### [阅读片段]
^^^^

即便在多年以后,每忆起那个童年时骄阳似火的夏日午后,我都忍不住后背阵阵发冷。
我七八岁时,家住北京广播学院(就是后来大名鼎鼎的传媒大学),地处北京市朝阳区远郊,是个被农田,河塘包围,比较偏僻的地方。
那是一个星期六的下午,我兴高采烈,一蹦一跳地去往离广院不远的一处荷塘。
刚到院门口,迎面走来几个平日里的玩伴,看见我高兴地说:“我们去大礼堂逮人儿,一块儿去吧!”
摸摸自己兜儿里的家伙,我遗憾地摇了摇头。
一路上,太阳象从天上往下浇火,笔直地倾泻下来,压得我几乎抬不起头。刚才的兴头遭到了一定的打压,尤其路边每棵树上的知了那不识趣的大声号叫,更让我心烦意乱。
心念一动,但随即打消——树太高了。
终于走到了荷塘,我赶忙躲到树荫下,坐在池边一块大石上歇口气。
这个荷塘被绿荫环抱,空气清凉湿爽,把刚刚在烈日下行走半晌的我瞬间带入另一个世界,但那时的我好像还不会用“心旷神怡”四字。
岸边除我之外空无一人,平时那许多钓鱼的这会儿恐怕都在家睡午觉呢吧。
塘里的荷花已初开,但完全绽放的还不多。粉嫩的花蕾和莲蓬间,许多蜻蜓穿梭来去——但它们太小,动作太快。
低头看看水里,偶尔会有一两条小鱼迅速游过——但它们在水里,也太远。
我的视线最终停留在离岸很近的大片大片荷叶上,那里有无数只正在鼓噪不休的青蛙。

^^^^

### [所给资料]
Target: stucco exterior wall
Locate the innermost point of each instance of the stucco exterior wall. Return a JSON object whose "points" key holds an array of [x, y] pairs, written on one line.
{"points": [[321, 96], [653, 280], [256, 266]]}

^^^^

### [练习说明]
1. 根据上面的童年荷塘回忆,回答下面几个问题:
(a) 作者七八岁时家住在什么地方?
(b) 作者去荷塘是星期几的下午?
(c) 作者的视线最后停在了哪里?
2. 请接着写上面这段童年荷塘回忆,从最后一句往下写。

### [任务答案]
1.
(a) 北京广播学院(就是后来的传媒大学),在北京市朝阳区远郊。
(b) 星期六的下午。
(c) 离岸很近的大片荷叶上,那里有无数只鼓噪不休的青蛙。

2.
大点儿的那种,通体碧绿,我们叫“大绿玻璃”;小点儿的,则是在黄绿色的身体上有两条长长的褐纹,我们称“小金线”;还有几只肥肥的,疙疙瘩瘩让人一看就浑身麻应的,当然就是癞蛤蟆。
望着它们,我笑了。
荷塘的故事还没讲完,但请容我故弄玄虚地插入另一个故事。
还有刚才忘了说了,两个故事当然都是真的。
蝴蝶
这时的我已十七八岁。
一日午后在家看书,忽然一只大蝴蝶飞入房里。
这是一只非常漂亮的蝴蝶,艳黄的大翅膀上缀着威猛的黑色虎纹。我自然见猎心喜,上蹿下跳几分钟后将它擒下。
蝴蝶很大,翅膀完全张开几乎能覆盖我整个手掌!我小心用拇食二指上下捏住它的身体,任由它惊狂地扑动翅膀。长这么大,这么漂亮的蝴蝶还是第一次得手!
我兴奋地将它的身体用两根大头针钉在了一块泡沫塑料上——虽然并不熟悉蝴蝶标本的制作过程,但第一步总该是先钉上,然后再等它慢慢风干吧?!
我把还在挣扎的蝴蝶标本放在了窗台上,继续回去看书,转眼间把这件事忘得一干二净。
晚饭后,天已全黑。
当我又坐到窗前书桌旁,忽然看见窗台上的标本,才又想起这回事。
把标本拿在手里仔细端详把玩,欣赏蝶躯那美妙的线条,蝶翼华丽的图纹,真美啊……
忽然间,我以为早已死去的这只蝴蝶,又开始奋力扇动翅膀,惊得我差点把它掉在地上!
不止是翅膀在扇动,它的触角在颤抖,它的身躯在扭动,它全身上下每一片细小的鳞片都在挣扎!
从我不经意地把它钉上十字架到现在已有七个小时。在这漫长的七小时里,它的胸腹各插了一根长长的钢针,但它竟一直忍着伤,耐着痛,抗拒着死亡,一直在顽强地拒绝和这个世界告别!
那一刻,曾聪明地读过“天地不仁,以万物为刍狗”的我,忽然感觉心里有样东西“啪”的一声碎了……
我默不作声,泪流满面。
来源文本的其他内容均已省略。